## Begin EXTRACTED MATERIAL
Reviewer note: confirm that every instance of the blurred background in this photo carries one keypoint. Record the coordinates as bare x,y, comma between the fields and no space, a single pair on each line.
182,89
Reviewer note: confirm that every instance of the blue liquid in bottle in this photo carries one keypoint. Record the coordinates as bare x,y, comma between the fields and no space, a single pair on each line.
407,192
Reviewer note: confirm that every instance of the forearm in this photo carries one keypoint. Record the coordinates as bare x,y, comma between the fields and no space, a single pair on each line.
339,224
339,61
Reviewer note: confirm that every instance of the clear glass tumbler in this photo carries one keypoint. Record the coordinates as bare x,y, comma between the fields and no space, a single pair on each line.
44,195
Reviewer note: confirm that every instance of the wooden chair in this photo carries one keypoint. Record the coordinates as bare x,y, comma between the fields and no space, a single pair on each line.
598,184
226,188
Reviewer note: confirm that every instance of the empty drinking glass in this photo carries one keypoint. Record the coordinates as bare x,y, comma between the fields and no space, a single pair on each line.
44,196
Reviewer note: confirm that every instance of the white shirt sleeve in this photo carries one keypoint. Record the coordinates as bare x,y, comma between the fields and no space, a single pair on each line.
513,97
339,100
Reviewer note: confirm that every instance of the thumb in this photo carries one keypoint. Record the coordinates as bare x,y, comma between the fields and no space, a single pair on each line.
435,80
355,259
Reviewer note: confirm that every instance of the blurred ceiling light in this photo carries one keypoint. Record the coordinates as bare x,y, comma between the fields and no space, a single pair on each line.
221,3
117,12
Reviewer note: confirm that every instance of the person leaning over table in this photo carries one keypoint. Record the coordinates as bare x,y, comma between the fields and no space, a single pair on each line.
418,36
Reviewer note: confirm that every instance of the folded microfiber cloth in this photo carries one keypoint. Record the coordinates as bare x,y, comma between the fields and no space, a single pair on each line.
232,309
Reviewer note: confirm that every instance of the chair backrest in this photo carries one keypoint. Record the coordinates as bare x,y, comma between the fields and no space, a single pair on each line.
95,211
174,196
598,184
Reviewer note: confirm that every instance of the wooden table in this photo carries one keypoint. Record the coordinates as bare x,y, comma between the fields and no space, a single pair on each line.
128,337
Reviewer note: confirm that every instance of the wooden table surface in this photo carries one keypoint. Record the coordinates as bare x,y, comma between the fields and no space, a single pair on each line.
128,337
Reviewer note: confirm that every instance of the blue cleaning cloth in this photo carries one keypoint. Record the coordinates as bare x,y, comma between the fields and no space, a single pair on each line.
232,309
## End EXTRACTED MATERIAL
## Begin EXTRACTED MATERIAL
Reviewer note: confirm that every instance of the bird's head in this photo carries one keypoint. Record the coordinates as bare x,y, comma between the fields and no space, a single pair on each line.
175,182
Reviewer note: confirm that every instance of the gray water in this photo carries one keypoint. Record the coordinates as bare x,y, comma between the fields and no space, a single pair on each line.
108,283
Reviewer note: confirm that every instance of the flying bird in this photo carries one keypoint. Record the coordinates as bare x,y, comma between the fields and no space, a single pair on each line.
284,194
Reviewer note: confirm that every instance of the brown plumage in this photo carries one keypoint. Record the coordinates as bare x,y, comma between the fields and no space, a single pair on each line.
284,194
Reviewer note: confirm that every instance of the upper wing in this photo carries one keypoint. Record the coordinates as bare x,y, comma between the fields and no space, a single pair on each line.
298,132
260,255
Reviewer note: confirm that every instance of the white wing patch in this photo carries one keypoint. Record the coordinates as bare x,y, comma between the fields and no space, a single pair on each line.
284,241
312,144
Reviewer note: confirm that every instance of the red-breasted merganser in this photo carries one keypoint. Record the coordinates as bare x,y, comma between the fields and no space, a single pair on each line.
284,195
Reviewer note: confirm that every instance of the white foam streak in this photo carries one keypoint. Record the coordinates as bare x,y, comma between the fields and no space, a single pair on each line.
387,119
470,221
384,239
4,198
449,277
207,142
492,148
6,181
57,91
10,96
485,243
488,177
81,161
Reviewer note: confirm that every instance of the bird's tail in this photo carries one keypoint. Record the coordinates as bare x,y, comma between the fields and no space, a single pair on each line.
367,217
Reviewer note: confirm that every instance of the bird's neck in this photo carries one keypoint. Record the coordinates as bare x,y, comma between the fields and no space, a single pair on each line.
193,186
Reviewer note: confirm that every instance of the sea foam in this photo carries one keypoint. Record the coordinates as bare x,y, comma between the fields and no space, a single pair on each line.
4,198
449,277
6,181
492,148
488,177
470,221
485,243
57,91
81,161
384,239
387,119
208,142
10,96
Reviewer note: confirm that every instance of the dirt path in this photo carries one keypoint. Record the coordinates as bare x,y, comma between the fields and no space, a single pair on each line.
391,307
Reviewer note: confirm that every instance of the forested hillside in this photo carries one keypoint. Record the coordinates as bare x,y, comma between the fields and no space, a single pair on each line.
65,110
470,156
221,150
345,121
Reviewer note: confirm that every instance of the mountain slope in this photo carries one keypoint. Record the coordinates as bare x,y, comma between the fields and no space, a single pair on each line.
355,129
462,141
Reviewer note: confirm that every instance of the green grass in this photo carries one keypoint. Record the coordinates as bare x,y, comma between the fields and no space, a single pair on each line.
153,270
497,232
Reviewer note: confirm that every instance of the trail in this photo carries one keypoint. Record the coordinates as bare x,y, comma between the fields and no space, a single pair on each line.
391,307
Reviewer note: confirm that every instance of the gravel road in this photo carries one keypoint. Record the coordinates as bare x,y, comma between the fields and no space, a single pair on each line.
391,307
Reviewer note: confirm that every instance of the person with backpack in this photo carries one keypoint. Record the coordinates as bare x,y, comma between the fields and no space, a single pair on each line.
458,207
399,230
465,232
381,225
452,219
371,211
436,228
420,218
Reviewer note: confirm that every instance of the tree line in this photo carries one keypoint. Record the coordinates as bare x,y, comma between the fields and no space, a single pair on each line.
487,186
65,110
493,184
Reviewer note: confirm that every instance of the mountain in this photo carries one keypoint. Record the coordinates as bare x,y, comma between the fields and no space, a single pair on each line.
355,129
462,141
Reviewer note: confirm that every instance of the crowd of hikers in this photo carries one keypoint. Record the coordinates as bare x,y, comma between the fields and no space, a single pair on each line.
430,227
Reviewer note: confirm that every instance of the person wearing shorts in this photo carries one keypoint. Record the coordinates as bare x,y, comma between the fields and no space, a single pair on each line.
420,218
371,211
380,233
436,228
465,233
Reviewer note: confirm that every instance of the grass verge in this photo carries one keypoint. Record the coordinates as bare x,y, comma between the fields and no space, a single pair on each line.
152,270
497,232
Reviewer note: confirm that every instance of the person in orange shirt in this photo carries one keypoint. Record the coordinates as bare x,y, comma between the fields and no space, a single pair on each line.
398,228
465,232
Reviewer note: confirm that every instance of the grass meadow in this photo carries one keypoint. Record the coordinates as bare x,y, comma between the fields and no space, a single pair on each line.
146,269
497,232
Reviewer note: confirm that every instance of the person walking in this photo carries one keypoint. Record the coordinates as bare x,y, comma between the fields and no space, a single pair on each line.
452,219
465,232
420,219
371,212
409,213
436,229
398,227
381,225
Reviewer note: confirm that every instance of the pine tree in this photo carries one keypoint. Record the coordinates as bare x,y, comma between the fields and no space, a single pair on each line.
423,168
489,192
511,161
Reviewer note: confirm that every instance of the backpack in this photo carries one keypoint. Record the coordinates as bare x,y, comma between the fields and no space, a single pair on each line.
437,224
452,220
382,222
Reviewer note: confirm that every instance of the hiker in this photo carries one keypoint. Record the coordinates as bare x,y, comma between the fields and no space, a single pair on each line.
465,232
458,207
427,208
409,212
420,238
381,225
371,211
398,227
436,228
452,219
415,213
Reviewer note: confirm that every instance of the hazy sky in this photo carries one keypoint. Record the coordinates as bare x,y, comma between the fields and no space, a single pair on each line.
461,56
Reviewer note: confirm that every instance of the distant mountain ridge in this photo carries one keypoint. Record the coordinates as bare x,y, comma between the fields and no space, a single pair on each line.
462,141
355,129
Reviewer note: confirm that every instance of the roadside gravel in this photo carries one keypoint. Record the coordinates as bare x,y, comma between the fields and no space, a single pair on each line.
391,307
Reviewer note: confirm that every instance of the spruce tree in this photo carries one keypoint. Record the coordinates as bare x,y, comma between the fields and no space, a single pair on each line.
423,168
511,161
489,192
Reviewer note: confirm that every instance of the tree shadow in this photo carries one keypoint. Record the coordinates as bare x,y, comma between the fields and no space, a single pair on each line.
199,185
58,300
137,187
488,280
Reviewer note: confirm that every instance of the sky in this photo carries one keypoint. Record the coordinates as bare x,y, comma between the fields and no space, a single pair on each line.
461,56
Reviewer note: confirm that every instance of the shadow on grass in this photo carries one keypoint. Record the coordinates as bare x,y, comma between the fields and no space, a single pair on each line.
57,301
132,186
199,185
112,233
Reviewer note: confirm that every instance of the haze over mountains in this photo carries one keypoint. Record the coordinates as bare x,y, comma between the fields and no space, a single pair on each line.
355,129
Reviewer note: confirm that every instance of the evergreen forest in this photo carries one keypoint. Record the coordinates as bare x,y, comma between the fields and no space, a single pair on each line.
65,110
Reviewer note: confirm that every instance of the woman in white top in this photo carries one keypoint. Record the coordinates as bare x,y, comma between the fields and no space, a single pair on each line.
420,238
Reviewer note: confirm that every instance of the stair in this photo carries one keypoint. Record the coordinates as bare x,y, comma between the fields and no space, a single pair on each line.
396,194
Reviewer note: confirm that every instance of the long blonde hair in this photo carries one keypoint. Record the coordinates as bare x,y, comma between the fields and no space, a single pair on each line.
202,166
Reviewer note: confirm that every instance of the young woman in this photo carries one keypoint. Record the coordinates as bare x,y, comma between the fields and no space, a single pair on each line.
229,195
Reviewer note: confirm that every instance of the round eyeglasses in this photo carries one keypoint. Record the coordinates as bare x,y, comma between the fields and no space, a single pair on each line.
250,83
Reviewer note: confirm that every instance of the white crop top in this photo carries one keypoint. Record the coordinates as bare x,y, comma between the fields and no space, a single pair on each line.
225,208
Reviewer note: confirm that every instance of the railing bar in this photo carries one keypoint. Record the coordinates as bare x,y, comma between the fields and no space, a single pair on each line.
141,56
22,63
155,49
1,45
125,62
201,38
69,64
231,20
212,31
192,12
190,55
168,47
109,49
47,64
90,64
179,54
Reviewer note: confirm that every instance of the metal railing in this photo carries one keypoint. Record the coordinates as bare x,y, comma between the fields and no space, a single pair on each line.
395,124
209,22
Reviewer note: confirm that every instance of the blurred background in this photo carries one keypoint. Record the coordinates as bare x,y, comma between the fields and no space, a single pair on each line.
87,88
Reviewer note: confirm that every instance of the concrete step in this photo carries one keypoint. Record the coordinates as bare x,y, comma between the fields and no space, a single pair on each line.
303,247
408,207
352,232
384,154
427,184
## End EXTRACTED MATERIAL
## Begin EXTRACTED MATERIAL
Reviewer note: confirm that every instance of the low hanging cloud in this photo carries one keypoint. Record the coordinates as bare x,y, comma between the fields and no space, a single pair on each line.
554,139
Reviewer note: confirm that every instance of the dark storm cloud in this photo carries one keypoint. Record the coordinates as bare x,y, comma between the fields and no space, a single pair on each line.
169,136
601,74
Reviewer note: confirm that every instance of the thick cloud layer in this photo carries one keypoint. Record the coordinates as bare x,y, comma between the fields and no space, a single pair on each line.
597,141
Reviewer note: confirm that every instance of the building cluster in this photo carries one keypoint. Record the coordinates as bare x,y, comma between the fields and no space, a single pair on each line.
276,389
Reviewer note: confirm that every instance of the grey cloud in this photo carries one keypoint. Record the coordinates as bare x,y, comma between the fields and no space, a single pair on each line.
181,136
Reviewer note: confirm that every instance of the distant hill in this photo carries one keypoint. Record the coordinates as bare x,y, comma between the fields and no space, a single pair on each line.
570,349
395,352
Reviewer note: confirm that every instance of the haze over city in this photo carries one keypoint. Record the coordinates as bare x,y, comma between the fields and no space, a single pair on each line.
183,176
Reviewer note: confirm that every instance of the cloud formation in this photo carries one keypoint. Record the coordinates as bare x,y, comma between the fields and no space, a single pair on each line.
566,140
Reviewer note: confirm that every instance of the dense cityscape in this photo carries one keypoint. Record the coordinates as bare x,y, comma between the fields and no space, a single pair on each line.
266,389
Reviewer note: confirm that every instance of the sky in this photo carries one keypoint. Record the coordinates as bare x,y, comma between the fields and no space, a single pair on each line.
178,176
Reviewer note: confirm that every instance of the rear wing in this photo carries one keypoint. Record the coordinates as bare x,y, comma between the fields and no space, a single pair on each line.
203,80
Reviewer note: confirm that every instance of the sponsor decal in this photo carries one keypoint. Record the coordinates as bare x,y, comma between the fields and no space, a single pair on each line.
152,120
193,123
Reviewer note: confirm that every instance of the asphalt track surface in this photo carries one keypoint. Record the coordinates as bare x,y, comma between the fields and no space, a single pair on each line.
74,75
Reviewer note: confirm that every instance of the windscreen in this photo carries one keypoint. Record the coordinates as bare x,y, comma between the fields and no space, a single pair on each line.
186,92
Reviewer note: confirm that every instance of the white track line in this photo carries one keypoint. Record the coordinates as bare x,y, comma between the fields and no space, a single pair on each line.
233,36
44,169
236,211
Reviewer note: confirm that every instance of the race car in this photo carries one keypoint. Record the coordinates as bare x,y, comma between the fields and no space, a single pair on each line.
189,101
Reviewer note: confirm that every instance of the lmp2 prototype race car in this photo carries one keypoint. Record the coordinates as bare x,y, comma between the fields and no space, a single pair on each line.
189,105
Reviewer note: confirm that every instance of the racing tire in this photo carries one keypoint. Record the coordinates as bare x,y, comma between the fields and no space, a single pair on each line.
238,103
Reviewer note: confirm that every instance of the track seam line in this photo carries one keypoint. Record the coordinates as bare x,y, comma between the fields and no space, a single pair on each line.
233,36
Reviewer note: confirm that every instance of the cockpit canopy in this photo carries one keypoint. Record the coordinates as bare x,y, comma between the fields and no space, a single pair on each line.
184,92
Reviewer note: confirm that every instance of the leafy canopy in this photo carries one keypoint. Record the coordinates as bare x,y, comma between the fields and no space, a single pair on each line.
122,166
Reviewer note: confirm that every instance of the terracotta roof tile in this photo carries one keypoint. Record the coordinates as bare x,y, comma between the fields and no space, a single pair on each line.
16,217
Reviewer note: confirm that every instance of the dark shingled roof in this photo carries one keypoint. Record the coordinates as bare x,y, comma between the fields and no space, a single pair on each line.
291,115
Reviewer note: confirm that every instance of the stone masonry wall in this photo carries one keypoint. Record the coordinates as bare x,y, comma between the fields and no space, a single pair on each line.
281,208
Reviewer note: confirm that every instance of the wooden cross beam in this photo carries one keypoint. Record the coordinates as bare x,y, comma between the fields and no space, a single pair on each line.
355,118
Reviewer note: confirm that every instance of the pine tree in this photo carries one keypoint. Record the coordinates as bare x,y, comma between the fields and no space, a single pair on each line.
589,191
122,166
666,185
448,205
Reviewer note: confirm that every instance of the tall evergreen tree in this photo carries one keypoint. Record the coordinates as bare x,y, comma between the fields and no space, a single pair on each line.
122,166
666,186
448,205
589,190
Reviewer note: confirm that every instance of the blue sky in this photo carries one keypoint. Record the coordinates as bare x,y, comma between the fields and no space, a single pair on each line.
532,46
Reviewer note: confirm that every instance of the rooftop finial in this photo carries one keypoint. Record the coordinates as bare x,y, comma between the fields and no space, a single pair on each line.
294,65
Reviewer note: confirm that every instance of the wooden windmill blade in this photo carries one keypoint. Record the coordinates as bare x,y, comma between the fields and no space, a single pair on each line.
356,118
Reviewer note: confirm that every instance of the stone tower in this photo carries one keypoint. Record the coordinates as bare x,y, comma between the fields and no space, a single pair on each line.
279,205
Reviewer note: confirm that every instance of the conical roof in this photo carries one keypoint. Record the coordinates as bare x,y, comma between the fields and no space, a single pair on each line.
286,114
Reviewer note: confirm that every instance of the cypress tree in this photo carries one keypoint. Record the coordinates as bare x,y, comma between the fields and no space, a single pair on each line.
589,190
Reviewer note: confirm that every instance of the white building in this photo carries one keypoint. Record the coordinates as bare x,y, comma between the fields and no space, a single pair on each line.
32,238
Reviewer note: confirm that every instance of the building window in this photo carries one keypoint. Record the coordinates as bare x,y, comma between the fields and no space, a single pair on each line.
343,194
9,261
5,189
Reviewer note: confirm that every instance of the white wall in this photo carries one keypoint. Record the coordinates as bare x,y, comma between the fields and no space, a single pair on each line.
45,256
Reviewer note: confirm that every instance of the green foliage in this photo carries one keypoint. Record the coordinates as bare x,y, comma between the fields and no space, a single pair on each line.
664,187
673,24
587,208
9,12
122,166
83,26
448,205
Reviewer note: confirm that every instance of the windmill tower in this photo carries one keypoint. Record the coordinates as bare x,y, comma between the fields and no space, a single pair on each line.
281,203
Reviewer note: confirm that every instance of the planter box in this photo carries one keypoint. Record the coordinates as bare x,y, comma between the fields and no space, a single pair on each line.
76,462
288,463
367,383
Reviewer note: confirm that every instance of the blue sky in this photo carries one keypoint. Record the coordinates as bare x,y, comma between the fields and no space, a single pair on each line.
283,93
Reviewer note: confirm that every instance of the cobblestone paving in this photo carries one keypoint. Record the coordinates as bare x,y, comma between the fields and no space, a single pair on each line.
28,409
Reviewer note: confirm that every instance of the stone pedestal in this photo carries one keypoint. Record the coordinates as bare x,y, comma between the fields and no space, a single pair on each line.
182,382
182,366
## End EXTRACTED MATERIAL
◆ **EXERCISE DESCRIPTION**
From the data above, pick out and copy every line that contains the word "finial".

◆ **FULL SOLUTION**
Reviewer note: confirm that every instance of the rooftop finial in this photo carries one keypoint. Record the coordinates as bare x,y, comma between the fields and no space, a single pair on each line.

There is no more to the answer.